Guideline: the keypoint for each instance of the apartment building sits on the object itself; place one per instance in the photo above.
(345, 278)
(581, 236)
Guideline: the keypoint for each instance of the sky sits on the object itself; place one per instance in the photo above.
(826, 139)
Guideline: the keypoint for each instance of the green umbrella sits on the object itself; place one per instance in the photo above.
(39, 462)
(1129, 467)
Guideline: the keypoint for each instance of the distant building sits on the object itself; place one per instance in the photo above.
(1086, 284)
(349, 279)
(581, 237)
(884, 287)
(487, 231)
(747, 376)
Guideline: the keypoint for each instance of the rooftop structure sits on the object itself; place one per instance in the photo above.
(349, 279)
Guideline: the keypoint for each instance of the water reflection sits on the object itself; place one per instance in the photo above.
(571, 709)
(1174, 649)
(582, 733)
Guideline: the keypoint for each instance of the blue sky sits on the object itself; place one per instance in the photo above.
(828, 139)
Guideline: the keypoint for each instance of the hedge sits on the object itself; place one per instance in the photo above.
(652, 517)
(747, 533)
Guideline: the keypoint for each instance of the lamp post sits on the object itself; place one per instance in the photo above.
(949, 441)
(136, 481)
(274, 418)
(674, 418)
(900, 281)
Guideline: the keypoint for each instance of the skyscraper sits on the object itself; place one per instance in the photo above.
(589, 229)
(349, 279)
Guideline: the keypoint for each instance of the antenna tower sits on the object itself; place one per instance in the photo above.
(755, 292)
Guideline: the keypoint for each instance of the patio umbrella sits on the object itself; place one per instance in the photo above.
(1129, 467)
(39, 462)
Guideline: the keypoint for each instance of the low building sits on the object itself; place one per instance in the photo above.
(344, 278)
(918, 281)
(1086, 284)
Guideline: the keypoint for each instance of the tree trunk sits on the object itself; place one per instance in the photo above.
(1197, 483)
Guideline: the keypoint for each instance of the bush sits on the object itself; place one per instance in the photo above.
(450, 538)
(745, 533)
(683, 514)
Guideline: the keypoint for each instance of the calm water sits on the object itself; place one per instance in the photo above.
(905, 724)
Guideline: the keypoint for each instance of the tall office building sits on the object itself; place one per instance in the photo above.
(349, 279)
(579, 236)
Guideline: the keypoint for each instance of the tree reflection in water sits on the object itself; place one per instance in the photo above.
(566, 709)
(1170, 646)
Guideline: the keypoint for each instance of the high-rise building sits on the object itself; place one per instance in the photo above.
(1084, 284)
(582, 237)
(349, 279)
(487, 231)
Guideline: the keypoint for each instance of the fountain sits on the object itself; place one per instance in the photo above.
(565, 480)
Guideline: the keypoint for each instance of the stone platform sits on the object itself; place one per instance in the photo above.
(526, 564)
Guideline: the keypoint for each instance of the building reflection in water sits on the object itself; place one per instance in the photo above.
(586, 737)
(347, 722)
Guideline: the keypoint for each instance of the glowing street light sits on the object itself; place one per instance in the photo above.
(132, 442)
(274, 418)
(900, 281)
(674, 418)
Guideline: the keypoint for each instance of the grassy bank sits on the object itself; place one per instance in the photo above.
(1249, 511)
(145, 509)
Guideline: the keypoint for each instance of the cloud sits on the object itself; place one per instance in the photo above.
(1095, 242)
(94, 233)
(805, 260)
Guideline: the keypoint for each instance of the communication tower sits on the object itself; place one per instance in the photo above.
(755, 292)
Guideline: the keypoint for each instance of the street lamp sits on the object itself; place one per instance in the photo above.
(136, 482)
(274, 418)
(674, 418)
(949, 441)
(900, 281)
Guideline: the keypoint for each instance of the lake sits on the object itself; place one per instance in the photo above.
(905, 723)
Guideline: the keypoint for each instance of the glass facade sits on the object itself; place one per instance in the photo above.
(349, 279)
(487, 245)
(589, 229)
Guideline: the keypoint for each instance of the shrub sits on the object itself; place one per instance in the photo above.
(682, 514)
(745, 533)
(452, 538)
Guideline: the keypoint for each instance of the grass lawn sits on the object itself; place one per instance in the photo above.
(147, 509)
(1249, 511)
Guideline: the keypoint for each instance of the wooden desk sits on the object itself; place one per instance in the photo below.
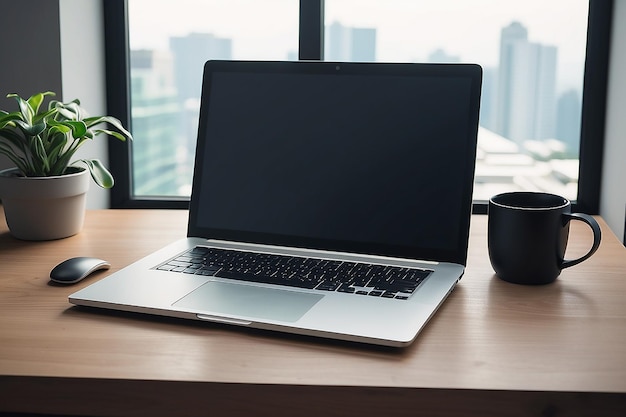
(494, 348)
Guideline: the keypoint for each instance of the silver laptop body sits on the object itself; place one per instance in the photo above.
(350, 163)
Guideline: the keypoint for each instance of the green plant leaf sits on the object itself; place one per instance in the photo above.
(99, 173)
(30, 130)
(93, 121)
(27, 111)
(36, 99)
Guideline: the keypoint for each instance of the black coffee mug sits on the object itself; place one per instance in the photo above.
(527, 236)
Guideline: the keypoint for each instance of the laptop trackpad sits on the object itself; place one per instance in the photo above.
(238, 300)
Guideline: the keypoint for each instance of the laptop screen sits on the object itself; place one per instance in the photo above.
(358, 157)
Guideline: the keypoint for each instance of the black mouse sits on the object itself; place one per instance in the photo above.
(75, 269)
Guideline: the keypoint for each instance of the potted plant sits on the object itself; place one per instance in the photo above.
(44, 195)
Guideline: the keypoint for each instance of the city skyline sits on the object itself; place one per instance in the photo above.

+---+

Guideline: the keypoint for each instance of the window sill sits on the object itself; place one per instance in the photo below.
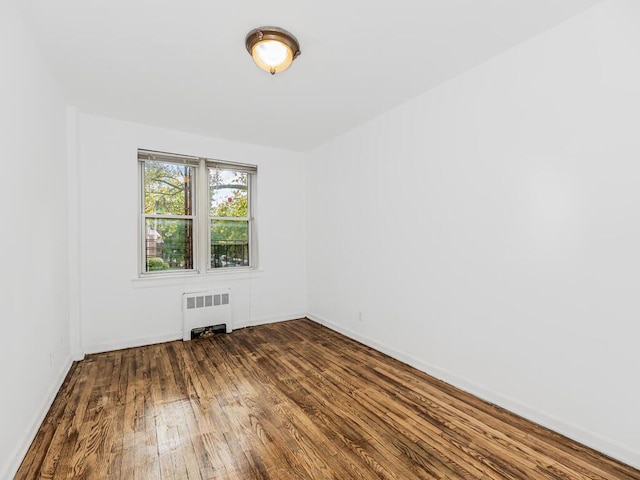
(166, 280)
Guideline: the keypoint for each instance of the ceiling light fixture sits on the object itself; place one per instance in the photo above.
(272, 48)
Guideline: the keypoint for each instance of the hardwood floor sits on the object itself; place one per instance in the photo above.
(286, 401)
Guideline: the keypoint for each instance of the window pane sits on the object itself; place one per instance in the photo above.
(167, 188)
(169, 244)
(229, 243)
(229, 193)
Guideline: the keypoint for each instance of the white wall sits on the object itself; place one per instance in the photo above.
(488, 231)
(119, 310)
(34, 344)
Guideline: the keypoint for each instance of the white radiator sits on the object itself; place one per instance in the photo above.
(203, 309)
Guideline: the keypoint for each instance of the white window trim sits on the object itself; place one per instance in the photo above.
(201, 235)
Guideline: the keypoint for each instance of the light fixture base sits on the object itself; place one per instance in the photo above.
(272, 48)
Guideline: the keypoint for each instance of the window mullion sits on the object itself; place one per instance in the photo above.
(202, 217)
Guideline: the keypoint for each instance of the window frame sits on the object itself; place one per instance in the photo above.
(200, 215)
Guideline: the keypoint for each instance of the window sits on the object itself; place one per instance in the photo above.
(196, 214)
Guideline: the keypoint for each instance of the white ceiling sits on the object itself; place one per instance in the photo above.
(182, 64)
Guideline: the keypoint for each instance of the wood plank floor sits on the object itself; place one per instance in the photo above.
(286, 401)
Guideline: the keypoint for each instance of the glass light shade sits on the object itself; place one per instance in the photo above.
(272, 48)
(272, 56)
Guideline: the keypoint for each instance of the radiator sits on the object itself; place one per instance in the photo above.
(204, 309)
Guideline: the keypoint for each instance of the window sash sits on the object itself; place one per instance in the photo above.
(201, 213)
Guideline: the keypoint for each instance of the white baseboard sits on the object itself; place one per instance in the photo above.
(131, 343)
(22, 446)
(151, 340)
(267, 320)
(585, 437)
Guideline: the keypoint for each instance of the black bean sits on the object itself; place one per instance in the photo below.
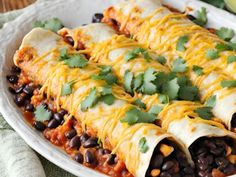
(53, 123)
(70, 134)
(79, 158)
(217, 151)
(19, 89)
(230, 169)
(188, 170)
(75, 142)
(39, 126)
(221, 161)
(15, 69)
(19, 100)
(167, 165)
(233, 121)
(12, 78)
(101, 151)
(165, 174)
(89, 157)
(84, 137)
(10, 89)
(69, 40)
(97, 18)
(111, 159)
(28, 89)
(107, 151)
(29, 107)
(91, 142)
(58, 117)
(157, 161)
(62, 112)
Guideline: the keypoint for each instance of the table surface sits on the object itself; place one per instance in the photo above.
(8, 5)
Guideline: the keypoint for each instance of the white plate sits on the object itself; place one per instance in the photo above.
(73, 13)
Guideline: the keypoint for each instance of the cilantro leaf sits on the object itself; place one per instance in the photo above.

+---+

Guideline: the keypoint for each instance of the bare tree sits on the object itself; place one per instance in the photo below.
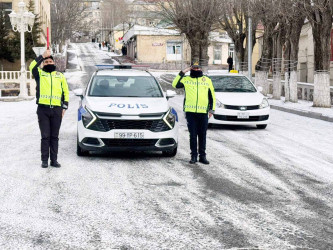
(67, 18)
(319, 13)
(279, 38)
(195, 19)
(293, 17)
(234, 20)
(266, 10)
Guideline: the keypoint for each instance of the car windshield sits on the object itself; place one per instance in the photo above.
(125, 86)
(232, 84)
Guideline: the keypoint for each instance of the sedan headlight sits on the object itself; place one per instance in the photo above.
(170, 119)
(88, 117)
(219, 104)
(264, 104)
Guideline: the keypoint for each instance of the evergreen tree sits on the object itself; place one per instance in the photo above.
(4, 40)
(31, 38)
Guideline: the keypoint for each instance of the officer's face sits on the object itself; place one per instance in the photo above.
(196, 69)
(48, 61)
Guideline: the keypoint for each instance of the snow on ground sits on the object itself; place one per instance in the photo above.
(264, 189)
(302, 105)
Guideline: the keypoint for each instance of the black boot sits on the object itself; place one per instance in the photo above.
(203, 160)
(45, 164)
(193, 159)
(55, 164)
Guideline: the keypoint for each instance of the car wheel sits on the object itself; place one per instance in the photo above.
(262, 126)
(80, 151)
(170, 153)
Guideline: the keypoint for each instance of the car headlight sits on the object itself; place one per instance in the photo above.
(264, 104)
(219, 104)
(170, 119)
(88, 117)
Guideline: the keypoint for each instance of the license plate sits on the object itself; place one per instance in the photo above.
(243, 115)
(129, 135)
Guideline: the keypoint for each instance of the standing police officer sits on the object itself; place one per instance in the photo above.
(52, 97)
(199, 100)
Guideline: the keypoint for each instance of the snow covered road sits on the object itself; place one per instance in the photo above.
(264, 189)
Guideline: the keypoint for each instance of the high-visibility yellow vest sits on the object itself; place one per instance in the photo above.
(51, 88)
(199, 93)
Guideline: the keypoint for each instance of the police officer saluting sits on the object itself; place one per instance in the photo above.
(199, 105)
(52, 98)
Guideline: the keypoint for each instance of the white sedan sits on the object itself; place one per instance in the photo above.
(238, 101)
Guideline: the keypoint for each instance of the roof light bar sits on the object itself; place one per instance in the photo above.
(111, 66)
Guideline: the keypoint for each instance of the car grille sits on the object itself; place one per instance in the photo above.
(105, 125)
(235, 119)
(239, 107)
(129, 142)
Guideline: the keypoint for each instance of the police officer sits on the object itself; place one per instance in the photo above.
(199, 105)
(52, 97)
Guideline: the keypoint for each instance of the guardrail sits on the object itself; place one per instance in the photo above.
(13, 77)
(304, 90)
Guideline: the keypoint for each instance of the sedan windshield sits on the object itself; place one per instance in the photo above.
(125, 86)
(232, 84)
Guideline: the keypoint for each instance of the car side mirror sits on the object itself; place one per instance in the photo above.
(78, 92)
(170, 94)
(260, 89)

+---+

* What this task involves
Taking the line with "Guideline: the keypoint for each instance of the table" as the first and the line with "Guideline: the keypoint for each instance of the cilantro" as the last, retype that stretch of the data above exactly, with no other lines.

* Answer for the task
Guideline: the keypoint for each instance of the table surface sits on the object itself; place one per instance in the photo above.
(8, 5)
Guideline: the keypoint for each instance of the white plate sits on the object itself; place one per instance in the photo above.
(73, 13)
Guideline: the keypoint for each instance of the cilantro leaf sits on the object itself; place one per instance in the photo above.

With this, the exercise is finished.